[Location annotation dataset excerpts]
== == ==
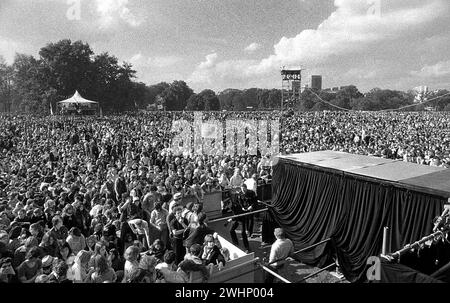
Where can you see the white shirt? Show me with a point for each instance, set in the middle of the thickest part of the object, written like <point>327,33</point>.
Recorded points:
<point>280,250</point>
<point>251,184</point>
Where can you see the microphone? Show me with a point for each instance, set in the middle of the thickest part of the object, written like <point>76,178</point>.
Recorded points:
<point>439,220</point>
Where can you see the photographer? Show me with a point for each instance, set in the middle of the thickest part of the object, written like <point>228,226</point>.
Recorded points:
<point>238,209</point>
<point>249,202</point>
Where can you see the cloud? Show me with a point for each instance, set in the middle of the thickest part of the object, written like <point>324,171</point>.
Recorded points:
<point>355,27</point>
<point>112,10</point>
<point>140,60</point>
<point>8,49</point>
<point>252,47</point>
<point>439,69</point>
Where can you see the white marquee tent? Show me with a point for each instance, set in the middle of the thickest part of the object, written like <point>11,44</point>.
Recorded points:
<point>77,103</point>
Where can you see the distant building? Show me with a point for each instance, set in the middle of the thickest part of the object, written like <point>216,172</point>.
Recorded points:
<point>316,82</point>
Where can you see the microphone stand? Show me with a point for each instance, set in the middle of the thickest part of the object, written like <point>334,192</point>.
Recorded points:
<point>440,234</point>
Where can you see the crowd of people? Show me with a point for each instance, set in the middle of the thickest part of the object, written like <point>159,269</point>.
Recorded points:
<point>100,199</point>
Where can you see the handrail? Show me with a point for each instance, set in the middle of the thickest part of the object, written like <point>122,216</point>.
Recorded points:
<point>240,215</point>
<point>316,273</point>
<point>274,274</point>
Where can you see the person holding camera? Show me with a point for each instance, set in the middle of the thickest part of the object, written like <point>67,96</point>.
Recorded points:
<point>239,209</point>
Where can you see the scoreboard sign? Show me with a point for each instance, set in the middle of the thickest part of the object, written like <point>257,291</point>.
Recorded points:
<point>291,75</point>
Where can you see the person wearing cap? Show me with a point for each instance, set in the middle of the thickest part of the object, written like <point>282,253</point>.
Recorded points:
<point>176,200</point>
<point>158,219</point>
<point>141,230</point>
<point>281,249</point>
<point>59,273</point>
<point>79,271</point>
<point>178,225</point>
<point>76,240</point>
<point>29,269</point>
<point>47,264</point>
<point>7,273</point>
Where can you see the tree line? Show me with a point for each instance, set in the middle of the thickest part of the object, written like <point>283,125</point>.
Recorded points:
<point>33,85</point>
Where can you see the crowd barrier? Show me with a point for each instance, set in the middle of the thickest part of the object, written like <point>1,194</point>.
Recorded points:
<point>212,201</point>
<point>239,269</point>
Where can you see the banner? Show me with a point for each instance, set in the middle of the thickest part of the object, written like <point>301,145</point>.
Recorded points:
<point>209,131</point>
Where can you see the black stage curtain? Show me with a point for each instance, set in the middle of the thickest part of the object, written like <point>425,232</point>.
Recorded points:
<point>399,273</point>
<point>313,204</point>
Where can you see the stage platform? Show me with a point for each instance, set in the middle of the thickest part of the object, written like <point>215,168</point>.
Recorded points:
<point>422,178</point>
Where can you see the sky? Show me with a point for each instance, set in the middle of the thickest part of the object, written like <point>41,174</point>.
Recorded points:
<point>220,44</point>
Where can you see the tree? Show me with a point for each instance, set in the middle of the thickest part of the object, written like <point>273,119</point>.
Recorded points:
<point>227,98</point>
<point>6,86</point>
<point>205,100</point>
<point>176,95</point>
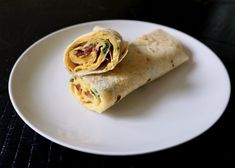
== == ==
Objective:
Retype every line of the rows above without any changes, and leave the pictures out of your answer.

Correct result:
Where can you see the white shirt? Show me with a point for each instance, set in the middle of the thickest part of the object, written like <point>327,33</point>.
Recorded points:
<point>280,250</point>
<point>251,184</point>
Where can you see the microphone? Show me with a point for each instance, set in the middle of the thickest part of the object, written like <point>76,178</point>.
Recorded points:
<point>439,220</point>
Where can you see the photographer? Show me with a point for each instance, set in the middle of the thickest part of the object, written like <point>228,226</point>.
Recorded points:
<point>238,209</point>
<point>249,202</point>
Where can you see the cloud? Show me with a point for each instance, set in the middle of the thickest part of the object, written like <point>324,171</point>.
Recorded points:
<point>355,27</point>
<point>112,10</point>
<point>140,60</point>
<point>8,49</point>
<point>252,47</point>
<point>439,69</point>
Where can you see the white marquee tent? Show me with a point for each instance, set in the middle of the thickest part of the object, written like <point>11,44</point>.
Recorded points:
<point>77,103</point>
Where can you see the distant building? Show me with a point for each instance, set in the middle of the thickest part of the object, written like <point>216,172</point>.
Recorded points:
<point>316,82</point>
Where can you see the microphone stand? Show me with a point for each instance, set in the middle of the thickest part of the object, written like <point>334,192</point>.
Recorded points:
<point>440,234</point>
Where can you see the crowd of people? Show me with a point for each instance, set in the middle of the thickest part of the object, written like <point>159,269</point>.
Recorded points:
<point>100,199</point>
Where can you see the handrail? Show me with a point for each instance, set in the middle of the thickest part of the object, written like <point>122,216</point>.
Recorded points:
<point>240,215</point>
<point>316,273</point>
<point>274,274</point>
Where can you see the person holding camera? Show me with a point for each instance, set in the middle of the thickest part of the object, written like <point>67,96</point>.
Recorded points:
<point>239,209</point>
Where can you see the scoreboard sign? Show me with a point for each instance, set in the middle of the thickest part of the object, written like <point>257,291</point>.
Recorded points:
<point>291,75</point>
Where can you see the person wearing cap? Show me with a point for each instance, set in the middle of the thickest part of the object, written like <point>282,253</point>.
Recorded points:
<point>176,200</point>
<point>158,219</point>
<point>141,230</point>
<point>281,249</point>
<point>59,273</point>
<point>79,271</point>
<point>178,225</point>
<point>76,240</point>
<point>29,269</point>
<point>47,264</point>
<point>7,273</point>
Where can you see the tree line? Show me with a point for each instance, set in the middle of the thickest part of the object, written like <point>283,125</point>.
Recorded points:
<point>33,85</point>
Where can you see the crowd barrier? Show me with a point for each instance, set in the middle of the thickest part of the object, written like <point>1,194</point>.
Recorded points:
<point>212,201</point>
<point>239,269</point>
Where can you see the banner? Show me with a point for each instance, set in the middle of the thickest part of the object, written like <point>301,145</point>.
Recorded points:
<point>209,131</point>
Where can you see the black stage curtain? Show me with a point for each instance, set in the middle of the thickest part of the object, written like <point>425,232</point>.
Recorded points:
<point>399,273</point>
<point>313,204</point>
Where can you see the stage platform? Show me with a point for each instance, set in the middle of the thickest part of the object, written like <point>215,168</point>.
Recorded points:
<point>422,178</point>
Where can you see the sky? Show me with a point for each instance, set in the middle of the thickest part of the object, written like <point>41,174</point>.
Recorded points:
<point>220,44</point>
Where can you see the tree? Show me with a point for each instance, set in the middle of the thickest part of the object, written like <point>273,119</point>.
Recorded points:
<point>227,98</point>
<point>6,86</point>
<point>205,100</point>
<point>176,95</point>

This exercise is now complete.